## EXERCISE TASK
Find every line in the records below that contains the string "reed" and copy each of those lines. Letter case must match.

## GIVEN ENTRIES
□ □ □ □

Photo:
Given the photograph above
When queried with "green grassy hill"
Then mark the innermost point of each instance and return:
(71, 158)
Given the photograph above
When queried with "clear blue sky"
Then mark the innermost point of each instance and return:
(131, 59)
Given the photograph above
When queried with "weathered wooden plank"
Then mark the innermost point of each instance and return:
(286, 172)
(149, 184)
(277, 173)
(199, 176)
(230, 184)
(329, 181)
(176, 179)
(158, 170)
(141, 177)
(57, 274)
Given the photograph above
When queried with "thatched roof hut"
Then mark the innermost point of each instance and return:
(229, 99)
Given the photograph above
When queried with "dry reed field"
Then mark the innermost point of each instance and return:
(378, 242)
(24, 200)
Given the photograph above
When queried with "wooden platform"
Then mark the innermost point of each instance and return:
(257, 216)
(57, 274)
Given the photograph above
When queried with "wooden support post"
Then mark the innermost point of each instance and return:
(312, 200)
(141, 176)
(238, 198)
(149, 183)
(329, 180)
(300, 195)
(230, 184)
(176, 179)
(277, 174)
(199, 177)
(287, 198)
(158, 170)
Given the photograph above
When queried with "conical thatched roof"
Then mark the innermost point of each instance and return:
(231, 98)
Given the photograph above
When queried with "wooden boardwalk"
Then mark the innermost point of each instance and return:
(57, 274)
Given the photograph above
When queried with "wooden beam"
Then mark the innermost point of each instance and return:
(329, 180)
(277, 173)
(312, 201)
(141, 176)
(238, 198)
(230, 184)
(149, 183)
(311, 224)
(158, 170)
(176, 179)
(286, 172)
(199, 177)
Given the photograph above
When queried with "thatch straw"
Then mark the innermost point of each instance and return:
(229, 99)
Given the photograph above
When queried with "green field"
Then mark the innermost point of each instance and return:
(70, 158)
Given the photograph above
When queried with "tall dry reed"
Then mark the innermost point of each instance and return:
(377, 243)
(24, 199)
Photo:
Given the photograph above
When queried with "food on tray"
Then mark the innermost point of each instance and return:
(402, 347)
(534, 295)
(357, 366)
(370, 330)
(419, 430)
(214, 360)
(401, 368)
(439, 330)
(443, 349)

□ □ □ □

## OUTPUT OF THE EXERCISE
When queried with "dry reed field"
When queried with "tall dry reed"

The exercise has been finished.